Feb 022011
 

photo by Eliza Grace Johnson

Here’s a gorgeous “What it’s like living here” essay from NC contributor Anna Maria Johnson and her husband, the photographer Steven David Johnson. Anna Maria Johnson is a writer, Vermont College of Fine Arts MFA student, and a lovely artist in her own right. She was a co-winner of  the NC Rondeau Writing Contest last year, and who can ever forget her amazing Novel-in-a-Box Contest entry? This essay is Anna Maria’s first post on Numéro Cinq as an official Contributor—we hope for many more like it. And it’s also the first time we’ve had a husband and wife team work together. It’s a wonderful addition to the growing Numéro Cinq “What it’s like living here” series.

dg

What It’s Like Living Here–Cootes Store, Virginia

Text by Anna Maria Johnson, photos by Steven David Johnson

(Author’s Note: The locals pronounce this place “Cootes’s Store,” though the green road sign omits the possessive.)


At home on the Shenandoah River, North Fork

Home.  What’s it mean?   By age twenty-one, I’d lived in twenty-one places and thought home was a place I’d never find.

John Denver’s song “Country Roads” refers to western Virginia’s Blue Ridge Mountains and Shenandoah River.  This northwest corner of Virginia is where I now live, along the river’s North Fork, which runs parallel to Route 259, my road.  When I travel alone, I sing the old folksong, “O Shenandoah,” and ache to be home.

Home, for me, is family: a husband and two daughters.  But increasingly, “home” is becoming a specific 2.3-acre plot of land with dilapidated sheds, gardens, woods, meadow, and a white farmhouse with a front porch.

Our farmhouse. Its wood plank bedroom ceilings, steep stairs, foot-thick walls, and hand-made plank doors with old-fashioned latches hint at the log cabin our house used to be—and still is, beneath its vinyl-sided exterior and dry-walled interior.  The bathroom, an aging plumber told us, was installed only in the late 1960s or 70s; he remembers doing it.  The back kitchen was probably added then.

My husband, Steven, wanders down to the river nearly every day to photograph his friends—mink, herons, deer, cattle, water snakes, starlings, swallows, kingfisher, and once, three otters.

Shenandoah River, North Fork

Inroads

Cootes (remember to say “Cootses”) Store is named for the combination general store, post office and community spot that used to be here, run by Mr. and Mrs. Cootes, way back when.  An octogenarian at the history museum in nearby Timberville told me he remembered someone buying a drink at the Cootes’ store more than a half-century ago, paying with a fox fur and getting a rabbit skin back in change.

After the Cootes’ country store closed, the community no longer had a post office, so today, our address is listed as Broadway, the town three miles away. Now Cootes Store is “an unincorporated community.”  “Unincorporated”—disembodied, little more than a hodgepodge of dwellings and barns, and that green sign posted along Route 259 that reads “Cootes Store.”

We must drive to Broadway if want to send a package or buy a few odds and ends, either at the struggling Ben Franklin store or the thriving, cheap Dollar General.  Theoretically, town’s within biking distance, but with over 5,000 cars and heavy trucks per day (according to VDOT’s 2005 estimates) careening past at 65 mph and no shoulder, we’d be laying our lives on the line if we biked or walked—literally “on the line,” the thin white line that divides road from steep drop-off into river on one side, woods on the other.

== EXERCISE ==
Can you sum up the Cootes Store essay above in two sentences?

== DATA ==

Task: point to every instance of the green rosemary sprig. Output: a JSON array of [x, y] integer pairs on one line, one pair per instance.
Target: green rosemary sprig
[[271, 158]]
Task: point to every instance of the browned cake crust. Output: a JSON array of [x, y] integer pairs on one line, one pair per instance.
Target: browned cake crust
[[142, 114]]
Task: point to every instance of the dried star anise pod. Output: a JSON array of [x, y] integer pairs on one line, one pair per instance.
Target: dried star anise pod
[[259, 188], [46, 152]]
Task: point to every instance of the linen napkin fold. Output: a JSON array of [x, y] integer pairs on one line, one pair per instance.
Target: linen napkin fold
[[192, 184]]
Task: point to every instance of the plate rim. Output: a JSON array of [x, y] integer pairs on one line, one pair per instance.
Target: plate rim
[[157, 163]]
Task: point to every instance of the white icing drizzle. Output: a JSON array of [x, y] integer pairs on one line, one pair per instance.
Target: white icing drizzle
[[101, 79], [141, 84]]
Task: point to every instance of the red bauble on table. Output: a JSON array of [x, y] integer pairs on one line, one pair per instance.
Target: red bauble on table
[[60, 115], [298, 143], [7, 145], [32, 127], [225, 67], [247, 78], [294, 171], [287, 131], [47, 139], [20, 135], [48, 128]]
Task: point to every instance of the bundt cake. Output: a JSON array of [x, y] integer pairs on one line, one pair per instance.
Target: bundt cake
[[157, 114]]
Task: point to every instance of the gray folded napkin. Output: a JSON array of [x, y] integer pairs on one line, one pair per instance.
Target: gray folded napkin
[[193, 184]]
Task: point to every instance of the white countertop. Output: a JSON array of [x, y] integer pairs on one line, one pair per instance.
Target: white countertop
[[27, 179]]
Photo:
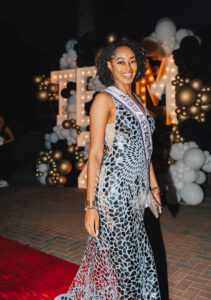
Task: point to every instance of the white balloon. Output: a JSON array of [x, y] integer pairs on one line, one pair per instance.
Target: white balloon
[[177, 151], [43, 167], [194, 158], [47, 145], [207, 166], [198, 38], [189, 175], [164, 29], [70, 44], [178, 194], [192, 193], [181, 34], [42, 178], [179, 185], [192, 145], [201, 178], [65, 132], [47, 136], [190, 32], [54, 137]]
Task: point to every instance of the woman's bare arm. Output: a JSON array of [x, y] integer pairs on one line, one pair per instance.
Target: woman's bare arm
[[99, 114]]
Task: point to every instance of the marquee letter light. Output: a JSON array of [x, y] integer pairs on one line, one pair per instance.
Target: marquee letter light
[[80, 76], [166, 75], [144, 84]]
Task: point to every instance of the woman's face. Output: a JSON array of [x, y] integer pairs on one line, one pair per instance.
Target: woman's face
[[123, 66]]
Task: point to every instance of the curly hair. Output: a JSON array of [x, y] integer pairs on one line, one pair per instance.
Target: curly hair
[[107, 53]]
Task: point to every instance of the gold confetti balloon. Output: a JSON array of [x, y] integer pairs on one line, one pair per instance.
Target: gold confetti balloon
[[205, 98], [50, 180], [185, 96], [66, 124], [80, 165], [57, 154], [197, 84], [206, 108], [62, 180], [194, 110], [71, 149], [64, 167]]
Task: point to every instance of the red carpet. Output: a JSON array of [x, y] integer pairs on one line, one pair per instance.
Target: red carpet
[[29, 274]]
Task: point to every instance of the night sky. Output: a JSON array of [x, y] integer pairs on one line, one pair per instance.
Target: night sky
[[34, 33]]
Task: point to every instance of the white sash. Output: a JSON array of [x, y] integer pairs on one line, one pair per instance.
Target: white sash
[[137, 112]]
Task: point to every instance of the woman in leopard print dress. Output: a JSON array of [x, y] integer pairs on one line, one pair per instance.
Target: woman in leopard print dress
[[118, 263]]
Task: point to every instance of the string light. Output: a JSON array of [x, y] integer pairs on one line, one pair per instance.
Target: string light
[[144, 84], [166, 75]]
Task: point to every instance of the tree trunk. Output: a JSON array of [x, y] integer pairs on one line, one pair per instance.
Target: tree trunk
[[85, 16]]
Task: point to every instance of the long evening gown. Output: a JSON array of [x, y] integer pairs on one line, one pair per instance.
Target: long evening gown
[[119, 265]]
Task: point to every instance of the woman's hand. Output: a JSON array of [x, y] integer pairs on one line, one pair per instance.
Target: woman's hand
[[92, 223], [157, 197]]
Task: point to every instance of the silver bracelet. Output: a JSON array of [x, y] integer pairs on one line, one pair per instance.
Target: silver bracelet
[[90, 207], [155, 188]]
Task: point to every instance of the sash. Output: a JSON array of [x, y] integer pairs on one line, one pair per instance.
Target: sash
[[137, 112]]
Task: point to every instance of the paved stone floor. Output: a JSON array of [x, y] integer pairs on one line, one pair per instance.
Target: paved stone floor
[[51, 219]]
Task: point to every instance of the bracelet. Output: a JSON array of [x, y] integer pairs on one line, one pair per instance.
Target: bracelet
[[155, 188], [90, 207]]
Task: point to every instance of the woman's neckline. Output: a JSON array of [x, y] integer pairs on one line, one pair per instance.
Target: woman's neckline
[[139, 101]]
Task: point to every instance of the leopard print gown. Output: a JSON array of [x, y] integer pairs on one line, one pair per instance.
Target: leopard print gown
[[120, 264]]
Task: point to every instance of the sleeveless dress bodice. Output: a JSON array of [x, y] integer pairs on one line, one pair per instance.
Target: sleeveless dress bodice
[[119, 265]]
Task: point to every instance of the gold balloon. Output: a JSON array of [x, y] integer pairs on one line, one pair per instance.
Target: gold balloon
[[182, 118], [49, 180], [71, 149], [80, 165], [57, 154], [62, 180], [184, 113], [172, 137], [202, 119], [198, 101], [196, 84], [64, 167], [51, 172], [194, 110], [205, 98], [206, 108], [42, 95], [66, 124], [174, 128], [186, 96], [178, 110], [44, 158]]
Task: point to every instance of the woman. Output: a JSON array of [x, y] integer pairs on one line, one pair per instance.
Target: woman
[[118, 262], [6, 138]]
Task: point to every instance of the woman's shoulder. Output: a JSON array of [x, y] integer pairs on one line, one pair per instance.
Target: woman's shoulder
[[103, 98]]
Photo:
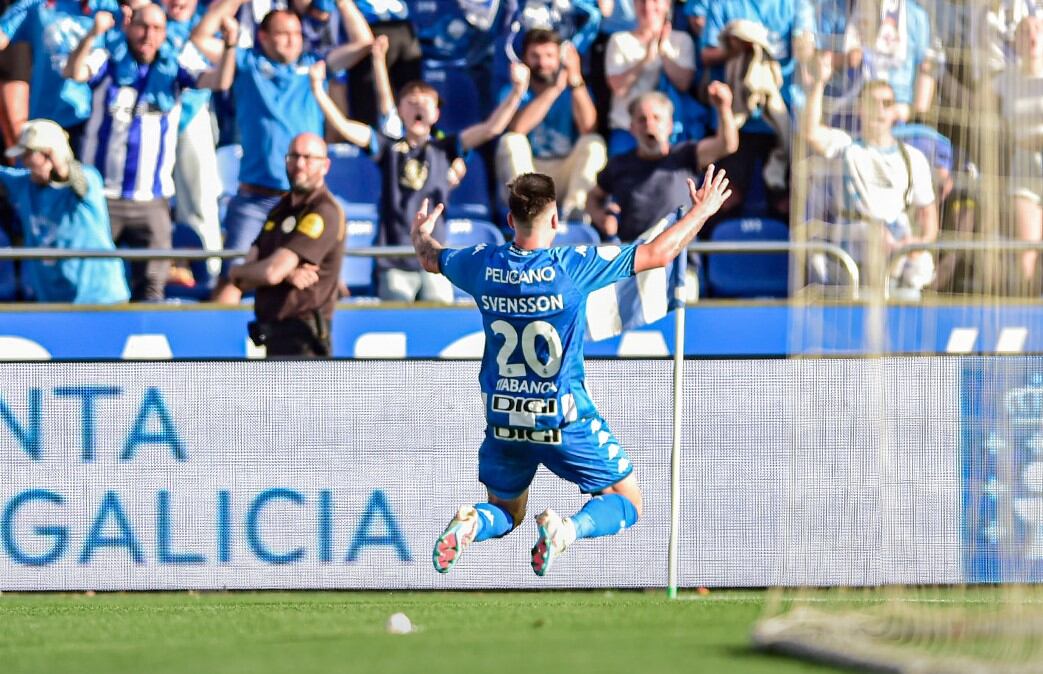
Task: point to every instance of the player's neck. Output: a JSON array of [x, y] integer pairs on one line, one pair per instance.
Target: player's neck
[[533, 241]]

== SOLUTION TO THE PROBLEM ==
Anna Maria Johnson, who lives with her husband Steven and two daughters on a 2.3-acre plot along the North Fork of the Shenandoah River in Virginia, describes their farmhouse that used to be a log cabin and Steven's near-daily trips to the river to photograph wildlife. She explains that Cootes Store, named for a general store and post office that has since closed, is now an unincorporated community, so the family must drive three miles to Broadway for errands because heavy traffic and no shoulder on Route 259 make biking or walking dangerous.